## [Do this]
Determine how many of the lines below contain the word "reflective", and reply with that number alone.

## [Items]
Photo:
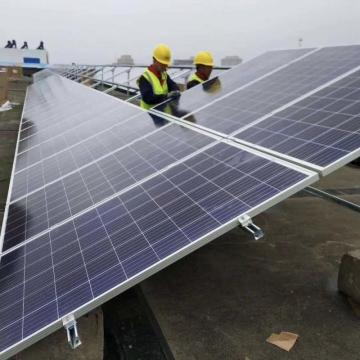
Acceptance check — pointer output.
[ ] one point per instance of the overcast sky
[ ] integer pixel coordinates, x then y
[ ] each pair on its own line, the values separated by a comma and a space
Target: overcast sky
85, 31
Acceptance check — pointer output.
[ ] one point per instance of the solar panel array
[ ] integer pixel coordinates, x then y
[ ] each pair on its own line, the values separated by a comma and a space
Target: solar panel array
104, 194
233, 79
252, 112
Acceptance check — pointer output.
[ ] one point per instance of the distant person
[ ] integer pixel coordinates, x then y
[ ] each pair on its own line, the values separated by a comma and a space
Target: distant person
204, 63
41, 46
155, 84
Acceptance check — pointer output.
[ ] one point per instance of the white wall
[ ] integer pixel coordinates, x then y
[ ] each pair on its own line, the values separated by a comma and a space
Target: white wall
16, 56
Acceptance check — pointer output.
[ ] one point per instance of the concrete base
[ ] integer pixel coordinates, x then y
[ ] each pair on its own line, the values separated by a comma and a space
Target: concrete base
224, 300
55, 346
349, 275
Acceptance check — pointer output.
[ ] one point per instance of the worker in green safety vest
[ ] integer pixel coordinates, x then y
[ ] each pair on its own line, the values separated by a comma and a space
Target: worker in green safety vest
155, 84
204, 63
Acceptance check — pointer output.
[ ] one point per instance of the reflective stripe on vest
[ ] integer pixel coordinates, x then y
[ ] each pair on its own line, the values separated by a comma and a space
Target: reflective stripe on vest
196, 78
155, 83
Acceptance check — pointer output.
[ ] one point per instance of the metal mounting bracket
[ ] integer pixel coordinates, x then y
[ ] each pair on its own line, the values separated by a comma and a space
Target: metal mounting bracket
246, 222
69, 323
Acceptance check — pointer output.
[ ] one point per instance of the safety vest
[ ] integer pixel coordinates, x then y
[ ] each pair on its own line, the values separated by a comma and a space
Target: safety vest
155, 83
196, 78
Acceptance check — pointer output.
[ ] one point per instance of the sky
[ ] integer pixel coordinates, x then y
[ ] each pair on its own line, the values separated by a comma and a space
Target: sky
98, 32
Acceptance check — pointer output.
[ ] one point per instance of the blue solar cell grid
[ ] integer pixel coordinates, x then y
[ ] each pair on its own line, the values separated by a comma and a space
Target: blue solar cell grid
233, 79
241, 108
105, 247
321, 129
87, 183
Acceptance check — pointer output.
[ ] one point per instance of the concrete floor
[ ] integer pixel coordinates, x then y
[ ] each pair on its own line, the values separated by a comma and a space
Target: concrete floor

## [Result of the task]
2